- Records for processing:
::::::::::
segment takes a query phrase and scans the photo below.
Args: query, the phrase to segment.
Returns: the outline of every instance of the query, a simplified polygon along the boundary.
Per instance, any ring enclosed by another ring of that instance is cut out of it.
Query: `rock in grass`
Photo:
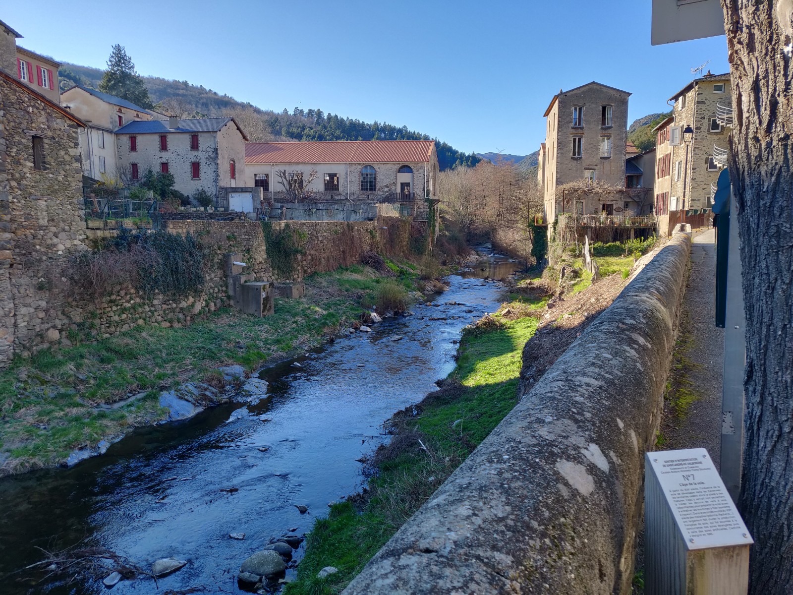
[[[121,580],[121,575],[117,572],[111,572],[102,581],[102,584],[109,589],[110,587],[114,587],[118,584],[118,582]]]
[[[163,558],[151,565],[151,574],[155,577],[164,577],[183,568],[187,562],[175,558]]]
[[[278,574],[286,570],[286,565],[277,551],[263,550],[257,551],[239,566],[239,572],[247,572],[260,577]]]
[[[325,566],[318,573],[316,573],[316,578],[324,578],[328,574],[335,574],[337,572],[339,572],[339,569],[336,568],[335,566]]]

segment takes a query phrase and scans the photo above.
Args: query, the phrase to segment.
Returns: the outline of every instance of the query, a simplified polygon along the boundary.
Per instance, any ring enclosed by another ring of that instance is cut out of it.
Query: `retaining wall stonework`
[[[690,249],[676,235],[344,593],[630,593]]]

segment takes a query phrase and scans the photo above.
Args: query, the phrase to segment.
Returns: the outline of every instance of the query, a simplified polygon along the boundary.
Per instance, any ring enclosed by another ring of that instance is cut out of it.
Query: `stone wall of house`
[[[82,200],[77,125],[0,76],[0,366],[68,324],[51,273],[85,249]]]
::::::::::
- Set exercise: Repeat the material above word for word, please, apart from its images.

- Written solution:
segment takes a query phrase and scans the photo below.
Args: query, the phrase to segment.
Returns: the outline of every instance of the query, a simplified polygon along the boundary.
Per instance, any ring enclosed by another ring of that instance is cut out of it.
Query: `rock in grass`
Photo:
[[[121,580],[121,575],[117,572],[111,572],[102,581],[102,584],[109,589],[110,587],[114,587],[118,584],[118,582]]]
[[[163,558],[151,565],[151,574],[155,577],[164,577],[183,568],[187,562],[175,558]]]
[[[278,574],[286,570],[286,565],[277,551],[263,550],[257,551],[239,566],[239,572],[247,572],[260,577]]]
[[[325,566],[318,573],[316,573],[316,578],[324,578],[328,574],[335,574],[337,572],[339,572],[339,569],[336,568],[335,566]]]

segment takes a query phrase and scans the photo above.
Args: query, the phrase to segment.
Returns: the outline of every instance of the query, a simplified polygon along the boundary.
Per instance, any ring enclosed by another ring of that instance is cut out of it.
Query: `retaining wall stonework`
[[[690,249],[676,235],[344,593],[630,593]]]

segment takes a query phrase and scans the photo above.
Args: query, the phrase to segment.
Returns: the outline of every instance of the query, a simplified polygon along the boundary.
Per instance, any ring enclosed by another ring of that instance is cut out of it.
Query: `stone wall of house`
[[[82,200],[77,125],[0,76],[0,366],[68,324],[51,273],[85,249]]]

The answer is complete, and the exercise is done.